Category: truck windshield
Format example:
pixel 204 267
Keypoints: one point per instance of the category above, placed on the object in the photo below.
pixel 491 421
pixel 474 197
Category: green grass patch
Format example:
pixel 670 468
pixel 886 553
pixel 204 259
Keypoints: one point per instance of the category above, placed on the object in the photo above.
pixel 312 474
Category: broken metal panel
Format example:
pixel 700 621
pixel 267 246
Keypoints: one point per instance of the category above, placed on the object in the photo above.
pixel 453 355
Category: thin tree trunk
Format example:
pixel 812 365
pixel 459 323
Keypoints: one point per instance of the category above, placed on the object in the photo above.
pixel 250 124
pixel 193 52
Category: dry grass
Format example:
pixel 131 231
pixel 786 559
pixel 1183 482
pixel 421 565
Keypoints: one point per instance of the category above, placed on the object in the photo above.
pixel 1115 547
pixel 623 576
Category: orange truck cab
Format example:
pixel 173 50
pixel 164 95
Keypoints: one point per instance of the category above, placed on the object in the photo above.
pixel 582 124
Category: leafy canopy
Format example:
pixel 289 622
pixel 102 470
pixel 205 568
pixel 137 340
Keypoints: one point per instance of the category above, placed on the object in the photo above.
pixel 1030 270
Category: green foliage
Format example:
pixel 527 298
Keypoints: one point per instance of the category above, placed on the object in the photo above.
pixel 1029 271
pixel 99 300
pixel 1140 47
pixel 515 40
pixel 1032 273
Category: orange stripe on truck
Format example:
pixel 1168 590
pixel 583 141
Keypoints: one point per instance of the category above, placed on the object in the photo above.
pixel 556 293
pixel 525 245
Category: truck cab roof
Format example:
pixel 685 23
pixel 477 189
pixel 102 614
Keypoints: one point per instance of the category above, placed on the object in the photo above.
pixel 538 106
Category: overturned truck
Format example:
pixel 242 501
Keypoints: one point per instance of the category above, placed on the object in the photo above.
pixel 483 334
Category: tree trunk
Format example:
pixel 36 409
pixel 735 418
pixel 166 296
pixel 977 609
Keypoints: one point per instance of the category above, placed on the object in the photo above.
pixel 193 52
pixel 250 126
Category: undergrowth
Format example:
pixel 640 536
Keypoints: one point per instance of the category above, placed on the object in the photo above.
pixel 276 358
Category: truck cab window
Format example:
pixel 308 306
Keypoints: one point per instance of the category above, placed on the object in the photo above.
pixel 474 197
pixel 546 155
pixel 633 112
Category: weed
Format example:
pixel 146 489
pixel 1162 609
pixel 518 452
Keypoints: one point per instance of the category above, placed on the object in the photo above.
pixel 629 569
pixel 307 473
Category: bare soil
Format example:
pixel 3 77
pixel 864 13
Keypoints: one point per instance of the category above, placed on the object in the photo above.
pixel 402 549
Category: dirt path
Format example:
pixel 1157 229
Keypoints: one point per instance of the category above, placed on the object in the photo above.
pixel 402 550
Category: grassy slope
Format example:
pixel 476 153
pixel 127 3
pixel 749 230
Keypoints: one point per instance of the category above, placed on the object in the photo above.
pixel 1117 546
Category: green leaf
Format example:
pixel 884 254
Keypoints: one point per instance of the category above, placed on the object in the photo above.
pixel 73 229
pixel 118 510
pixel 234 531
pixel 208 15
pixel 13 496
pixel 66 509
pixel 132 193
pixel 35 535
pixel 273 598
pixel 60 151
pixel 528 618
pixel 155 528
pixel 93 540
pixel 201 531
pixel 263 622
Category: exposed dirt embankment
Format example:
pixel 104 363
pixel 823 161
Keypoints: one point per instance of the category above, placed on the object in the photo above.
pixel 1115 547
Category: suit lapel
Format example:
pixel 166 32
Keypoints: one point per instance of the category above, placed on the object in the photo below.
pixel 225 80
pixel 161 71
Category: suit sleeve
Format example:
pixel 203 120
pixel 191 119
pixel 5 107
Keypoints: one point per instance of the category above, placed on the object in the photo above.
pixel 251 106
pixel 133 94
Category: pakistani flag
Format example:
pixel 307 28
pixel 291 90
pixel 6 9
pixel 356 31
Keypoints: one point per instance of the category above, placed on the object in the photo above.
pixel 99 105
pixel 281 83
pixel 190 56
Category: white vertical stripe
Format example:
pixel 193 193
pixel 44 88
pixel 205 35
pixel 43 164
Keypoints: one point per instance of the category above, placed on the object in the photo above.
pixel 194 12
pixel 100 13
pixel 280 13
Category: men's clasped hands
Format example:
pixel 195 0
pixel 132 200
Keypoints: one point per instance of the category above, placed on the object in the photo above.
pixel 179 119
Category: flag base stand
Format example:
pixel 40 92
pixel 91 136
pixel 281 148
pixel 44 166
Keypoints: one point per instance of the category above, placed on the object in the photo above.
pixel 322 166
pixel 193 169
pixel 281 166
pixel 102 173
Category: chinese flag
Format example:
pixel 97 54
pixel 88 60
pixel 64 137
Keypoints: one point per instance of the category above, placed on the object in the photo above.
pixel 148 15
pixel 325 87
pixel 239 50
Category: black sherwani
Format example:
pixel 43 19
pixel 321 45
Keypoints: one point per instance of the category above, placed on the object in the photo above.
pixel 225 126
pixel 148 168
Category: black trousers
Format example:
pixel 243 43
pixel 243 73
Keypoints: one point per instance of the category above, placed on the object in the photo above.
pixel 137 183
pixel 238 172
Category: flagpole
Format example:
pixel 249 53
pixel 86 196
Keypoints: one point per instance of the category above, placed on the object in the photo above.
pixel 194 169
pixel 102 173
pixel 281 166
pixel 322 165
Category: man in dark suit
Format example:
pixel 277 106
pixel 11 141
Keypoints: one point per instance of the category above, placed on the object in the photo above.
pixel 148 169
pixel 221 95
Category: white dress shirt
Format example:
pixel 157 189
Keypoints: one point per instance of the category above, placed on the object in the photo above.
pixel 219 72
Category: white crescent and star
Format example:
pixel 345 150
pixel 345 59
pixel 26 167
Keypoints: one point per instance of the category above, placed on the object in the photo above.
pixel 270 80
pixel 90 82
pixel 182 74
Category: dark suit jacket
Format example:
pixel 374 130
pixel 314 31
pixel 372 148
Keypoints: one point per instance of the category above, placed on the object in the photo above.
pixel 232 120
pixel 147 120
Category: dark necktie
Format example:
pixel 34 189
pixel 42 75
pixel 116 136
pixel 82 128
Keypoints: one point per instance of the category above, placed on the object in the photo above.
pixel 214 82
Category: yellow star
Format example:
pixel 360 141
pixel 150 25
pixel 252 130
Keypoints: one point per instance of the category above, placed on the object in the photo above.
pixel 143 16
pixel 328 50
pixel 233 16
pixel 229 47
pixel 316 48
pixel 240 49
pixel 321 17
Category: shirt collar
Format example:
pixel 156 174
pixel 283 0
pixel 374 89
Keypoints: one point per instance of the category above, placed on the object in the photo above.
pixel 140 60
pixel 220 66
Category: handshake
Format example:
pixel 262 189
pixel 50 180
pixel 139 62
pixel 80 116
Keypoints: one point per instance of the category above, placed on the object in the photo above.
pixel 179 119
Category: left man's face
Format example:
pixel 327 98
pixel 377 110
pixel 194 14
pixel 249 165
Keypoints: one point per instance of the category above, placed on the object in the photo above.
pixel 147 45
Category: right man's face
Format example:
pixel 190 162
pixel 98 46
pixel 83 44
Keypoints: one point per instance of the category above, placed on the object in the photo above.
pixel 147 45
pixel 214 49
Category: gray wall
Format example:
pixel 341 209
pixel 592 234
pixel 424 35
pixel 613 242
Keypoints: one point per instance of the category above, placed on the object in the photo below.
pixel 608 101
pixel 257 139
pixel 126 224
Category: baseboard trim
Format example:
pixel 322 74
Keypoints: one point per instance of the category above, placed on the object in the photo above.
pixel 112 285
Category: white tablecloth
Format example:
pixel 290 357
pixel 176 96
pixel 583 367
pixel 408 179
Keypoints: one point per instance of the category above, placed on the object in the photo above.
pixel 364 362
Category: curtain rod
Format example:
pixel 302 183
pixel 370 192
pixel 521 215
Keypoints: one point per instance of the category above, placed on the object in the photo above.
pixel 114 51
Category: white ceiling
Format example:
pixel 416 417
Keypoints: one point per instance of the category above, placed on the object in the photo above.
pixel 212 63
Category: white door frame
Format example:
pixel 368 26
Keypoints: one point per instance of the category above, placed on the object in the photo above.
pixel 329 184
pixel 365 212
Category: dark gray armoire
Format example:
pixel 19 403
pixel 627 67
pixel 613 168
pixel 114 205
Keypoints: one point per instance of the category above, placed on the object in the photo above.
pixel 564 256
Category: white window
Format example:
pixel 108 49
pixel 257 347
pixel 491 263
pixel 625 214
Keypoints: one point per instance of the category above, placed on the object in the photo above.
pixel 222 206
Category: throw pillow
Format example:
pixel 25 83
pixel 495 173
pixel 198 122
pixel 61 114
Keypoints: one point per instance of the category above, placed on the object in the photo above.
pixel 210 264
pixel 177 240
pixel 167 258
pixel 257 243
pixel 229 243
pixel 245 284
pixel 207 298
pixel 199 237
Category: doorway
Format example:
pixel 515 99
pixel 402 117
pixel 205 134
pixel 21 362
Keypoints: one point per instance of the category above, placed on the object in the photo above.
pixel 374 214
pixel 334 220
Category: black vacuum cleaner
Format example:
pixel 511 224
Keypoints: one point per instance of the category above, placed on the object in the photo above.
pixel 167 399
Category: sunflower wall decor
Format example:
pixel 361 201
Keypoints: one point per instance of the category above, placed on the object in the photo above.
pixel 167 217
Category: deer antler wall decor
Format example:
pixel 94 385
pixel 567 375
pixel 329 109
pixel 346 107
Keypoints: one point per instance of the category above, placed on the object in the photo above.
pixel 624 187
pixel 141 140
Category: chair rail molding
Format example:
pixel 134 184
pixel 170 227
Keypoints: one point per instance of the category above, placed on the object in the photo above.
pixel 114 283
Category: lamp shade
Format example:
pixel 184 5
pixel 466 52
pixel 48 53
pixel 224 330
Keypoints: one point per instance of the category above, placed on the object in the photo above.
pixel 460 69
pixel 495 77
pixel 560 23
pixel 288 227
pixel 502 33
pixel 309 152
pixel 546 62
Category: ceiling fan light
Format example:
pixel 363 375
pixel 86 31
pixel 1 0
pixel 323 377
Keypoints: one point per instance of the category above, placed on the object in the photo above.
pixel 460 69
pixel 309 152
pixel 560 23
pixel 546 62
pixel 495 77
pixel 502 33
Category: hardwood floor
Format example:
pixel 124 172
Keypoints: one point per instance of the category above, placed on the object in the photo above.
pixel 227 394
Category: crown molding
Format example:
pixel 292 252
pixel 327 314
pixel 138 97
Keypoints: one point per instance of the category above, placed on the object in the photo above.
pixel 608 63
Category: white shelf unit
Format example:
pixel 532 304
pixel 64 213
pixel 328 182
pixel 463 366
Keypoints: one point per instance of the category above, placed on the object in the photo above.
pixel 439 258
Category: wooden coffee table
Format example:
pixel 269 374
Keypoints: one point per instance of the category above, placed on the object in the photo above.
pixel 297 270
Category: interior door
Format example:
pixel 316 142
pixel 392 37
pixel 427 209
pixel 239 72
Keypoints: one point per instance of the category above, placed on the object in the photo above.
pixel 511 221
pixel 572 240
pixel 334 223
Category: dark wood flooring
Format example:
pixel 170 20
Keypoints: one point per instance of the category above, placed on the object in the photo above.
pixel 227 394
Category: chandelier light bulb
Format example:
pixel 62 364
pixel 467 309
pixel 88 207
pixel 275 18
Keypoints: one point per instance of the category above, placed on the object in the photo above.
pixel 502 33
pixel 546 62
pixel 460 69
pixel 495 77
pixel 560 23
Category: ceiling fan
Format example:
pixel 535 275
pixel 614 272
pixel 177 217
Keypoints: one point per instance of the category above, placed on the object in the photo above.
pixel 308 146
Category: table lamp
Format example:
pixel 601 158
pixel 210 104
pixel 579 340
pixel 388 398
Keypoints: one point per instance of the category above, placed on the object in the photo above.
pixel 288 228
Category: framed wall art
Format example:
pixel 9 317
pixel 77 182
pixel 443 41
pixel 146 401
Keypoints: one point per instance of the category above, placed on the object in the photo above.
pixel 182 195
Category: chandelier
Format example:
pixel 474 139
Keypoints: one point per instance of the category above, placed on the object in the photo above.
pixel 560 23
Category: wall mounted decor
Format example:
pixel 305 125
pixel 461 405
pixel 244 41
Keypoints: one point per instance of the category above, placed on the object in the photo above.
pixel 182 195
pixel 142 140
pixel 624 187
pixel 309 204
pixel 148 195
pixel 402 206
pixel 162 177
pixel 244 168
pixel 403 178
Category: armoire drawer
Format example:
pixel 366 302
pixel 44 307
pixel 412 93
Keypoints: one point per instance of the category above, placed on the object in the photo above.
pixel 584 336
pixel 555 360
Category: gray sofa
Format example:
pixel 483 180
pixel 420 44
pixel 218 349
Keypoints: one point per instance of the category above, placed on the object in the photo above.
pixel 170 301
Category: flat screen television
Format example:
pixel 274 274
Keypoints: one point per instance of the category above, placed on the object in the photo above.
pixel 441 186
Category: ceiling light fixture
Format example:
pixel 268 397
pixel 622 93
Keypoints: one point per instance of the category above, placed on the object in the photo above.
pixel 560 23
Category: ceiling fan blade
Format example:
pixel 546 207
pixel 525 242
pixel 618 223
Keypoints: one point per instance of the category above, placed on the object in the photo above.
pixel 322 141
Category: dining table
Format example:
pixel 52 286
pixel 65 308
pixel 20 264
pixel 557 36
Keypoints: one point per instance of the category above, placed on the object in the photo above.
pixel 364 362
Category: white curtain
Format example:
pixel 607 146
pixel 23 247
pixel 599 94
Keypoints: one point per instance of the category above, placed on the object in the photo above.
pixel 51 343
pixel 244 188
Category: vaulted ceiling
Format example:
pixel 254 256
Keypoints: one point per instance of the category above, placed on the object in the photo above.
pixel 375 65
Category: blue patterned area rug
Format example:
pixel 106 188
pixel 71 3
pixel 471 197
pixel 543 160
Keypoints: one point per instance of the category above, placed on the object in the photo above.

- **TASK STATEMENT**
Copy the listing verbatim from its first line up to and including the line that contains "pixel 453 355".

- **SOLUTION TO THIS PROBLEM**
Category: truck windshield
Format example:
pixel 204 267
Keypoints: one point per instance of the category above, placed on the object in the photo below.
pixel 491 421
pixel 474 197
Category: green grass patch
Format example:
pixel 670 468
pixel 886 553
pixel 204 259
Keypoints: one point per instance of the category above, placed on the object in the photo above.
pixel 312 474
Category: broken metal panel
Format example:
pixel 700 621
pixel 267 246
Keypoints: one point per instance of the category above, placed on the object in the photo above.
pixel 453 355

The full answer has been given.